# Start of EXCERPTED RECORDS

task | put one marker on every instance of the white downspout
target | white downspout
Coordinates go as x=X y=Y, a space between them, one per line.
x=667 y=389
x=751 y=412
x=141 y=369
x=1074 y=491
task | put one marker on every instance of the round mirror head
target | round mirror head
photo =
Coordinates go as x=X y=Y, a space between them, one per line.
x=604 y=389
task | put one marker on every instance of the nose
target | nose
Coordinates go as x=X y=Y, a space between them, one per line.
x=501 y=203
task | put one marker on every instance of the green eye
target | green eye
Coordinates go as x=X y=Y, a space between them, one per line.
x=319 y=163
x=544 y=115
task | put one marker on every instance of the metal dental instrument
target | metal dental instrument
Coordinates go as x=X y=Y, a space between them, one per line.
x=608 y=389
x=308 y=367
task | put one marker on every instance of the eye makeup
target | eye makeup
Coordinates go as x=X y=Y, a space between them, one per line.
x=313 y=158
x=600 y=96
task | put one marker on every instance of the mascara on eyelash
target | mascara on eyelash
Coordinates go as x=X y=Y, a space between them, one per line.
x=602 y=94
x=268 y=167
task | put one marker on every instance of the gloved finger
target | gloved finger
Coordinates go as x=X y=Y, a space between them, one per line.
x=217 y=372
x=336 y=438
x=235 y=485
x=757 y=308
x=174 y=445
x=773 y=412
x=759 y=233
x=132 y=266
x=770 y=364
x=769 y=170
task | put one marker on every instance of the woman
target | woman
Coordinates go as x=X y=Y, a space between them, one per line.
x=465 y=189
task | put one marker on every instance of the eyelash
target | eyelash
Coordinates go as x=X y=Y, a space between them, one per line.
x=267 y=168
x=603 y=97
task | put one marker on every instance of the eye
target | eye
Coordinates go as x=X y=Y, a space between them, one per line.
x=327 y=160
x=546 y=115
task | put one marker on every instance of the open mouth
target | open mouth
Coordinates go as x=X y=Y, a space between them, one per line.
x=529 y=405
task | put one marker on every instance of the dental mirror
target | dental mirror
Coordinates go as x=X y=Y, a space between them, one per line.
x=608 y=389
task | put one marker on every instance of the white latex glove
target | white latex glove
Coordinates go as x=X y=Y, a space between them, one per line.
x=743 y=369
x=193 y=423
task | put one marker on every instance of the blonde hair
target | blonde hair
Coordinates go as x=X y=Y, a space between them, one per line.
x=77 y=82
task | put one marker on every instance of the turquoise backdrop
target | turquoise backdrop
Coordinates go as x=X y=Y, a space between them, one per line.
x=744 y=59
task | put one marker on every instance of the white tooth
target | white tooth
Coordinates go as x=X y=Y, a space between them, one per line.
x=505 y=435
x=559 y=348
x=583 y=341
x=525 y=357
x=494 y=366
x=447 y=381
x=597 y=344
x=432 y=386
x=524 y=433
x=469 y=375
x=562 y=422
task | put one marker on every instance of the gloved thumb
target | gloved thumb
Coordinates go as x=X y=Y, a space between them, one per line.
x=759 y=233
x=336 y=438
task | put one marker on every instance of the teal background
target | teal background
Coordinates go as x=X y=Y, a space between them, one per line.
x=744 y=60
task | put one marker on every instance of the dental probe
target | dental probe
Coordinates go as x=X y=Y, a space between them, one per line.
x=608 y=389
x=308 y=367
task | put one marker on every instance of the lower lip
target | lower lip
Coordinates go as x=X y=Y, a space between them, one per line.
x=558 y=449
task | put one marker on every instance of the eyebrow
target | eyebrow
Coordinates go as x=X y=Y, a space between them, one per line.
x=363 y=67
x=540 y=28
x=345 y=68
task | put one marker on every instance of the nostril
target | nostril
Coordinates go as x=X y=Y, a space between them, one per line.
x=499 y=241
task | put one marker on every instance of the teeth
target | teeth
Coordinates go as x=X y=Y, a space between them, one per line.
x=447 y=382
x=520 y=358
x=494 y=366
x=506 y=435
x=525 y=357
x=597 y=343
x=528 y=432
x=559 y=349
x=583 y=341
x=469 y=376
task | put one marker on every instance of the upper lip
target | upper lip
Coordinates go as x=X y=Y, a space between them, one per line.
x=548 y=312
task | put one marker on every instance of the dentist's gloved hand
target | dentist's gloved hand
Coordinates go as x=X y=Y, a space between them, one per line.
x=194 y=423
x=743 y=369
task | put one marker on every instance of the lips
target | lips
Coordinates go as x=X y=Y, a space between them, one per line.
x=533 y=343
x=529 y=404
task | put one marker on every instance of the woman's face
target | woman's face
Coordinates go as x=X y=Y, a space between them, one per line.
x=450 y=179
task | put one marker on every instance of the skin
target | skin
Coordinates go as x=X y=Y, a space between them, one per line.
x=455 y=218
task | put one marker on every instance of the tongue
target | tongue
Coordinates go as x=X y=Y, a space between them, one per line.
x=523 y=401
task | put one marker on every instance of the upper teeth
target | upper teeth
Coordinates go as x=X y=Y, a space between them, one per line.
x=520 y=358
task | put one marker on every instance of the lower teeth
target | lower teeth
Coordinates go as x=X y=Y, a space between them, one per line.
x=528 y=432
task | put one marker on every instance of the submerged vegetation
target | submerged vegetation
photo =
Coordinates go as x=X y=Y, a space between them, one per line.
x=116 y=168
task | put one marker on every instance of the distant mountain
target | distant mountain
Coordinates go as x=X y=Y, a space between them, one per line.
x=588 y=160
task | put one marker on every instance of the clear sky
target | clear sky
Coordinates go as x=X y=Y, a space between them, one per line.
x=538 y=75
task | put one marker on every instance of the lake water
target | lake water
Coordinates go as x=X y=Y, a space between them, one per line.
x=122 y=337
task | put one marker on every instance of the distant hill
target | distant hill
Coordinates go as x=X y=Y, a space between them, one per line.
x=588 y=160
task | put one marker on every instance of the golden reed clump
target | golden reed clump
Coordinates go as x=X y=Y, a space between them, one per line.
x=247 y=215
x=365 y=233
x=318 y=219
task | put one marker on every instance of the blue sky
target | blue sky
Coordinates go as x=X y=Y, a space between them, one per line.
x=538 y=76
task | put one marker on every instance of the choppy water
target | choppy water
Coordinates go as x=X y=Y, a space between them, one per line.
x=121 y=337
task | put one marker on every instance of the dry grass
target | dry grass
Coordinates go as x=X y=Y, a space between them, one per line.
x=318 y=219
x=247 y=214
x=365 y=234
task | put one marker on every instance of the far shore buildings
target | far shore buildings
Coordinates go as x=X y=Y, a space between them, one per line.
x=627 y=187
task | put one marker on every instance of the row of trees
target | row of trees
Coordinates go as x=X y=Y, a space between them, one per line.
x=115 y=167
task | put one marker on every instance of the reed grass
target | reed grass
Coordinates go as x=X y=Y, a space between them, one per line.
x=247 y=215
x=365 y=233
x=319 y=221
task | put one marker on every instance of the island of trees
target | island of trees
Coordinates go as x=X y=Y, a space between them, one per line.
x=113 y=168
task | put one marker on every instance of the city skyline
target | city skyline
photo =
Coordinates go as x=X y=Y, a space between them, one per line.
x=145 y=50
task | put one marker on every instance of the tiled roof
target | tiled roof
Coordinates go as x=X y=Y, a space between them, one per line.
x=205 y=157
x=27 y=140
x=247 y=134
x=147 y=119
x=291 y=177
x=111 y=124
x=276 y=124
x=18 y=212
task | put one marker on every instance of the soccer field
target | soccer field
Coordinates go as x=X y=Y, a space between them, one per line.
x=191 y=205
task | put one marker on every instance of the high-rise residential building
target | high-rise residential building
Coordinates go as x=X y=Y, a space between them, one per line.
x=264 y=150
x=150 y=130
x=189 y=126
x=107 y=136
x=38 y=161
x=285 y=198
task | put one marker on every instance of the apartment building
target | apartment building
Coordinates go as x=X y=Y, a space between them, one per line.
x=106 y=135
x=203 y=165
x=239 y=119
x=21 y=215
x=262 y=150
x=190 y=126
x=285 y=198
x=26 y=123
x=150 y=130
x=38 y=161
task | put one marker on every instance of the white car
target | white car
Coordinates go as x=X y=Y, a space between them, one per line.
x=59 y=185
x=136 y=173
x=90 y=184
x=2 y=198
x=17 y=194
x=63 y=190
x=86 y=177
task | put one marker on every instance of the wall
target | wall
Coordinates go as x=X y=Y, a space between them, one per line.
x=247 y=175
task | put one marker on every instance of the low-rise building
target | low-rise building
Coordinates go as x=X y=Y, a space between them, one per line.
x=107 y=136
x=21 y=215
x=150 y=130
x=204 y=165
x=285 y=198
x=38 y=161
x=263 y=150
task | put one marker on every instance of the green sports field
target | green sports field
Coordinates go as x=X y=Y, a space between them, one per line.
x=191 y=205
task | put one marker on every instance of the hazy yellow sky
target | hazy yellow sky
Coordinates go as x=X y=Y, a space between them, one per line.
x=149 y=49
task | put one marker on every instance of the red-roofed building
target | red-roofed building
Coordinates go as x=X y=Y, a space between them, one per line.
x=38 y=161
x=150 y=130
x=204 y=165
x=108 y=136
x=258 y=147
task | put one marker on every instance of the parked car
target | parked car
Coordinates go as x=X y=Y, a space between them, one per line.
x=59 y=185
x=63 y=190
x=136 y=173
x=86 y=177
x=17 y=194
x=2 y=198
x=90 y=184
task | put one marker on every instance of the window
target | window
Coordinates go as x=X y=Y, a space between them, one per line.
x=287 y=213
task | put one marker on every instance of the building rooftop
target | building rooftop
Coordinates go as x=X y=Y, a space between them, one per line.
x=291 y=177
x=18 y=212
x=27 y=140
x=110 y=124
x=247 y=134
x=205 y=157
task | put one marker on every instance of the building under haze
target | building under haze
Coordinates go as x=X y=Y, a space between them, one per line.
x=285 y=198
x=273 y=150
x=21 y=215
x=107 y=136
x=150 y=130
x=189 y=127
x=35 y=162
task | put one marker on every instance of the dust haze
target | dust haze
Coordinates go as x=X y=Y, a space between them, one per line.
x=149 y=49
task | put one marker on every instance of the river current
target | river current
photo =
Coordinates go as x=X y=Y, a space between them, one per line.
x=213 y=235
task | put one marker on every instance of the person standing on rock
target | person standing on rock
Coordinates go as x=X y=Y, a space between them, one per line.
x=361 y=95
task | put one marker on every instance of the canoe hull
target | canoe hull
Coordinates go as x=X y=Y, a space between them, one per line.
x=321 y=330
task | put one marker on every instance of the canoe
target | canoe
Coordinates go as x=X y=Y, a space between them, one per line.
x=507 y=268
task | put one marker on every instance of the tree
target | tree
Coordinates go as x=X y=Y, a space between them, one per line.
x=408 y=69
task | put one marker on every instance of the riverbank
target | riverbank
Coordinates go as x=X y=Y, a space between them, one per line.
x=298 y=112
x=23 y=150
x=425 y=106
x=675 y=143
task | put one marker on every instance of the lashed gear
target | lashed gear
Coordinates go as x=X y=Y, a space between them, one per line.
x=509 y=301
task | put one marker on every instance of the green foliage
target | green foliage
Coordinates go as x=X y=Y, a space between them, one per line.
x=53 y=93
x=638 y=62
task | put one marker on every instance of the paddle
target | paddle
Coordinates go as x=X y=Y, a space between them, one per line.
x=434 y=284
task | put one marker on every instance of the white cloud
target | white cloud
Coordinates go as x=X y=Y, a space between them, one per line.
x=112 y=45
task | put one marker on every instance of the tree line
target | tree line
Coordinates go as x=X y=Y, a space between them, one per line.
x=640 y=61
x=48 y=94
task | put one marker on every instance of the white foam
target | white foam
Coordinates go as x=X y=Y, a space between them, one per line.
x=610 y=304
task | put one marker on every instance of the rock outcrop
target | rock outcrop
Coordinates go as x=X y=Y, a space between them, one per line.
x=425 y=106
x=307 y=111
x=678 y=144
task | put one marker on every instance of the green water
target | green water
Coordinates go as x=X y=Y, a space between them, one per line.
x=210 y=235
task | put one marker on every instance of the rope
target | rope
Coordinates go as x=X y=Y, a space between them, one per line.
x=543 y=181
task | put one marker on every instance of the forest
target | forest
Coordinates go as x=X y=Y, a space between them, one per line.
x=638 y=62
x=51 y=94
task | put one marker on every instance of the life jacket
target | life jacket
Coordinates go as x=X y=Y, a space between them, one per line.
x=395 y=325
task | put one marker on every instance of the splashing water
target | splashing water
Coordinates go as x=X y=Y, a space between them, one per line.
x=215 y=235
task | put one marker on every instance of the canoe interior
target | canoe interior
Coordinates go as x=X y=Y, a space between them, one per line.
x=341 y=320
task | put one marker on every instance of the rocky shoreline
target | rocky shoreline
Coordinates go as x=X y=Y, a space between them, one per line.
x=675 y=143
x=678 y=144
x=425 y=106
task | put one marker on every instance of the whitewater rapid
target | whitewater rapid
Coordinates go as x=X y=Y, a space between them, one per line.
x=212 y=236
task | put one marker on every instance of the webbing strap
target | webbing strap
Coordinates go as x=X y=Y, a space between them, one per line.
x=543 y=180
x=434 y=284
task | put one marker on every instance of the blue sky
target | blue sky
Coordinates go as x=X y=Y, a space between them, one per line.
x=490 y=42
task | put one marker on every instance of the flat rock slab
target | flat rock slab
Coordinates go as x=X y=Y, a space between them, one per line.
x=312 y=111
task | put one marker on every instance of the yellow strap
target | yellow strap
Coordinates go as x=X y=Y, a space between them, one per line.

# End of EXCERPTED RECORDS

- **EXERCISE DESCRIPTION**: Reproduce the material verbatim, from its first line through the line containing "x=501 y=203", inclusive.

- **FULL ANSWER**:
task | put one marker on every instance of the white downspout
target | white downspout
Coordinates go as x=X y=Y, a space between them, one per line.
x=667 y=389
x=751 y=412
x=141 y=369
x=1074 y=491
task | put one marker on every instance of the round mirror head
target | round mirror head
photo =
Coordinates go as x=X y=Y, a space between them, one per line.
x=604 y=389
task | put one marker on every instance of the nose
target | nose
Coordinates go as x=X y=Y, a space between them, one per line.
x=501 y=203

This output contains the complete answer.